* Passage to read
In consensus problems agents communicate via decentralized controllers using relative measurements with a final goal to achieve common behaviour (synchronization) which can evolve in time. Many approaches have been developed for different problem settings.

Laplace matrix, its spectrum, and eigenspace play crucial role in description and analysis of consensus problems. Laplace matrix has broad applications, for example, [7]. Not all possible digraph topologies can provide consensus over dynamical networks. Admissible digraph topologies and connection with algebraic properties of Laplace matrix have been found in [8]. Tree structure analysis and properties of Laplace matrix spectrum of digraphs are also studied by these authors. Work [9] contains examples of out-forests as well as useful graph theoretical concepts and can be recommended as an entry reading to the research of these authors on algebraic digraph theory and consensus problems.

Concept of synchronization region in complex plane for networks consisting of linear dynamical systems is introduced in [10]. In [11] this concept is used for analysis of synchronization with leader. Problem is solved using Linear Quadratic Regulator approach in cases when full state is available for measurement and when it is not. In the last case observers are constructed.

Analysis of consensus with scalar coupling strengths [10, 11] is fruitful in a sense that conditions on gains (which depend on connection topology and single agent properties) give more insight to problem. A lot of works on topic consider dynamic couplings; however, for certain type of connections it might happen that tunable parameters will exceed upper bound on possible control gains, that is, not meet physical limitations. So, necessary and sufficient conditions on consensus achievement for different connection types in terms of coupling strengths are needed.

Celebrated Kalman-Yakubovich-Popov Lemma (Positive Real Lemma) establishes important connection between passivity (positive-realness) of transfer function and matrix relations on its minimal state-space realization ; see [12, 13]. Positive Real Lemma is a basis for Passification Method [14, 15] (“Feedback Kalman-Yakubovich Lemma”) which answers question when a linear system can be made passive, that is, strictly positive real (SPR) by static output feedback. Powerful idea of rendering system into passive by feedback has been also studied for nonlinear systems, for example, [13, 16, 17].

* Data shown

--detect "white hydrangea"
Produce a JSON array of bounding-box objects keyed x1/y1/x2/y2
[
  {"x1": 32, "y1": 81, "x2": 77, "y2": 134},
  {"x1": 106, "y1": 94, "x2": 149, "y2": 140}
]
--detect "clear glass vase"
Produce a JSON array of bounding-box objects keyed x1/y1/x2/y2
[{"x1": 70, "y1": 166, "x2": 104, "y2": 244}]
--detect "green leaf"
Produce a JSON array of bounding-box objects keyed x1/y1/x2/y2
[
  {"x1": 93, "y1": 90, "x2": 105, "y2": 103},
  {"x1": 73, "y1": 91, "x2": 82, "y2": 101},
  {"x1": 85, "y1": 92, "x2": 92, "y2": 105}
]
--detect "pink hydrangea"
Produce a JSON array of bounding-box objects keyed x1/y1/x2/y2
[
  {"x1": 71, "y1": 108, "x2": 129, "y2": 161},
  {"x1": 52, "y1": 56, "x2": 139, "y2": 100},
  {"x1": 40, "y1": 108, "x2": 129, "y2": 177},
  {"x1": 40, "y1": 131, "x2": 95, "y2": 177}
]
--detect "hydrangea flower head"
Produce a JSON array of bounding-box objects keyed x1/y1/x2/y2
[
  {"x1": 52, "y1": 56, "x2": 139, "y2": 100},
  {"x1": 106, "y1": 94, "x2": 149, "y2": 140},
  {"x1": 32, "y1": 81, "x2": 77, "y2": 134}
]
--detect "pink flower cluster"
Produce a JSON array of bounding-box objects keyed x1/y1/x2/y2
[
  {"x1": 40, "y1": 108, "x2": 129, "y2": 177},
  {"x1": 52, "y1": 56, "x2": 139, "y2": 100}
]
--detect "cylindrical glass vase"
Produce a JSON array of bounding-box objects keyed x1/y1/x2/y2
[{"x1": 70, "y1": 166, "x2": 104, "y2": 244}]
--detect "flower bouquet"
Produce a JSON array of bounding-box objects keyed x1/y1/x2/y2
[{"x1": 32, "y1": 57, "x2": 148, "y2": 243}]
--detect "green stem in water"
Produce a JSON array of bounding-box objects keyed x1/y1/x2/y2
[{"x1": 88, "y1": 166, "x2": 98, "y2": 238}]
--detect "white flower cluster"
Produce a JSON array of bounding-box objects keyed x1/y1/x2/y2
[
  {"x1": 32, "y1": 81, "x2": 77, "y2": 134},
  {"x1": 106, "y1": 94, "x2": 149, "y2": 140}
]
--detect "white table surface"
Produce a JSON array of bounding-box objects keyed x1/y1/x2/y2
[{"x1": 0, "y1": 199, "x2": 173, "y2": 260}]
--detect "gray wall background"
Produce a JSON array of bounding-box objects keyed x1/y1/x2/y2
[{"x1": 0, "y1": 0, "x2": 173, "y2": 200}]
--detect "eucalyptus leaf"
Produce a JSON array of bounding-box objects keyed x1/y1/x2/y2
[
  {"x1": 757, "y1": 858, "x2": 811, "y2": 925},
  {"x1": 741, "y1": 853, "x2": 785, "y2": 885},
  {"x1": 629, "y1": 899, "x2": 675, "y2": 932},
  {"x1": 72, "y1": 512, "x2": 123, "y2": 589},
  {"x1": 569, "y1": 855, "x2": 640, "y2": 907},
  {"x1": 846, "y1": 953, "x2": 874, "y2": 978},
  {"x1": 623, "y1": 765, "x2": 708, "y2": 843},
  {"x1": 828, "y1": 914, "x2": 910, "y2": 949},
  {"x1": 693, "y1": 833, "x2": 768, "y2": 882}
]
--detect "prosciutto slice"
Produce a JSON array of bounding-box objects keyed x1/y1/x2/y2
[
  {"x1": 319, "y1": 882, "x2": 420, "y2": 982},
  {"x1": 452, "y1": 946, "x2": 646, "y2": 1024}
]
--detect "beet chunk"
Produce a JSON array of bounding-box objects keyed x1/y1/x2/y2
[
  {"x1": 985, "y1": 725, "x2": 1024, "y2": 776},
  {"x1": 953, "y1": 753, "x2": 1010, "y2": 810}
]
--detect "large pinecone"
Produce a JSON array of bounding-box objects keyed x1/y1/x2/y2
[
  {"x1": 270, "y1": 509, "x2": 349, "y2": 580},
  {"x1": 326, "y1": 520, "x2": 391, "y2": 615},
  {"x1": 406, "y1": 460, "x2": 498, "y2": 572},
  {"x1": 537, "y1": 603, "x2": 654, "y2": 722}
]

* Exercise instructions
• a. Copy out the passage on consensus in agent networks from "Analysis of consensus with" to "strengths are needed.".
• b. Write what comes next in the passage on consensus in agent networks, starting after its final sentence.

* Per-task outputs
• a.
Analysis of consensus with scalar coupling strengths [10, 11] is fruitful in a sense that conditions on gains (which depend on connection topology and single agent properties) give more insight to problem. A lot of works on topic consider dynamic couplings; however, for certain type of connections it might happen that tunable parameters will exceed upper bound on possible control gains, that is, not meet physical limitations. So, necessary and sufficient conditions on consensus achievement for different connection types in terms of coupling strengths are needed.

• b.
In consensus-type problems considering SPR agents with stable (Hurwitz) matrix leads to a synchronous behaviour when all states go to zero. The latter is undesirable in essence, since such behaviour can be reached by local control without communication. So, instead of SPR systems it is possible to consider passifiable systems, with an opportunity that a study is extendable to nonlinear systems. Also, Passification Method allows avoiding constructing observers for reaching full-state consensus by output feedback. Observers implementation increases dimension of overall phase space and complexity of a dynamic network. However, finding a passification matrix (vector ) is long standing open problem; still set of passifiable systems is nonempty.

In this paper Passification Method is used to synthesize a decentralized control law and to derive sufficient conditions of full-state synchronization by relative output feedbacks in networks described by digraphs with Linear Time Invariant dynamical nodes in continuous time. Assumptions made on network topology are minimal. Synchronous behaviour is described, including case of nonidentical gains. It is determined that boundary of sufficient gain region geometrically is a hypersurface in corresponding gain space. For certain three-node network this geometrical observation connects algebraic properties of Laplace matrix with constructed hypersurface. Namely, Jordan block appears in a direction of a cusp (nonsmooth) extremal point of the hypersurface.

Necessary and sufficient conditions for static consensus by output feedback in networks consisting of certain class of double integrators have been rediscovered. Conditions are given in terms of Laplace matrix spectrum.

Scalability in a circle digraphs in terms of gain (coupling strength) is studied. It is shown that common gain in large cycle digraphs consisting of double integrators should grow not slower than quadratically in number of agents.

Results of numerical simulations in 3- and 20-node double-integrator networks are presented.

Neighbouring papers, which influenced this work, are cited before Conclusions.

2. Theoretical Study

2.1. Preliminaries and Notations

Notations, some terms of graph theory, and Passification Lemma are listed in this section.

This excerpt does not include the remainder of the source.